6. De door eiser genoemde drie zaken waarin wel proceskosten in bezwaar zijn vergoed leiden niet tot een gunstiger resultaat. De heffingsambtenaar heeft betwist dat in gevallen als dit, waarin per ongeluk aan de verkeerde kant van de gracht is betaald, standaard de kosten van de bezwaarprocedure worden vergoed. Zo een gedragslijn kan de rechtbank uit de drie door eiser overgelegde zaken ook niet afleiden. Van geval tot geval beziet de heffingsambtenaar of de herroeping aan de heffingsambtenaar zelf is te wijten. Gelet op de specifieke omstandigheden van dit geval, als hierboven beschreven, heeft de heffingsambtenaar terecht de bezwaarkosten niet vergoed.
7. De rechtbank stelt vast dat de heffingsambtenaar in de uitspraak op bezwaar niet gereageerd heeft op het verzoek van eiser om een proceskostenvergoeding in bezwaar, zoals ook door de heffingsambtenaar in het verweerschrift is onderkend. Omdat de heffingsambtenaar dit heeft nagelaten is het beroep gegrond en zal de rechtbank de bestreden uitspraak op dit punt vernietigen.

Conclusie

8. Het beroep is gegrond en de rechtbank zal de bestreden uitspraak vernietigen. De rechtbank zal echter de rechtsgevolgen van de bestreden uitspraak in stand laten.
9. Omdat de rechtbank het beroep gegrond verklaart, dient de heffingsambtenaar aan eiser het door hem betaalde griffierecht te vergoeden.
10. De rechtbank zal de heffingsambtenaar veroordelen in de door eiser gemaakte proceskosten. Deze kosten stelt de rechtbank op grond van het Besluit proceskosten bestuursrecht voor de door een derde beroepsmatig verleende rechtsbijstand vast op € 525,- (1 punt voor het indienen van het beroepschrift, 1 punt voor het verschijnen op de zitting, met een waarde per punt van € 525,- en een wegingsfactor 0,5).

_ _ _

| TE BEANTWOORDEN VRAGEN |
A. Beantwoord de volgende vragen over de uitspraak van de rechtbank:
(i) Hoeveel zaken heeft eiser genoemd waarin wel proceskosten in bezwaar zijn vergoed?
(ii) Wat doet de rechtbank volgens punt 8 met de rechtsgevolgen van de bestreden uitspraak?
(iii) Welke waarde per punt hanteert de rechtbank bij de vaststelling van de proceskosten?
B. Geef alle nummers van de genummerde punten in de uitspraak van de rechtbank.
C. Schrijf de uitspraak van de rechtbank verder, te beginnen na de laatste zin.

Items uit de verzameling:
_ _ _

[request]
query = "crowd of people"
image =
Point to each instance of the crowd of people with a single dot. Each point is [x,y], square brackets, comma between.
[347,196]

_ _ _

| UITKOMSTEN OEFENING |
A.
(i) Drie zaken.
(ii) De rechtbank laat die rechtsgevolgen in stand.
(iii) € 525,- per punt.

B. 6, 7, 8, 9, 10

C.
Beslissing

De rechtbank:
  • verklaart het beroep gegrond;
  • vernietigt de bestreden uitspraak;
  • laat de rechtsgevolgen van de bestreden uitspraak op bezwaar in stand;
  • draagt de heffingsambtenaar op het betaalde griffierecht van € 47,- aan eiser te vergoeden;
  • veroordeelt de heffingsambtenaar in de proceskosten van eiser tot een bedrag van 525,-.
Deze uitspraak is gedaan door mr. T.L. Fernig-Rocour, rechter, in aanwezigheid van mr. M. Gayir, griffier. De beslissing is in het openbaar uitgesproken op 6 februari 2020.
griffier
rechter
Afschrift verzonden aan partijen op:

Rechtsmiddel

Tegen deze uitspraak kan binnen zes weken na de dag van verzending daarvan hoger beroep worden ingesteld bij het gerechtshof Amsterdam. Als hoger beroep is ingesteld, kan bij de voorzieningenrechter van de hogerberoepsrechter worden verzocht om het treffen van een voorlopige voorziening.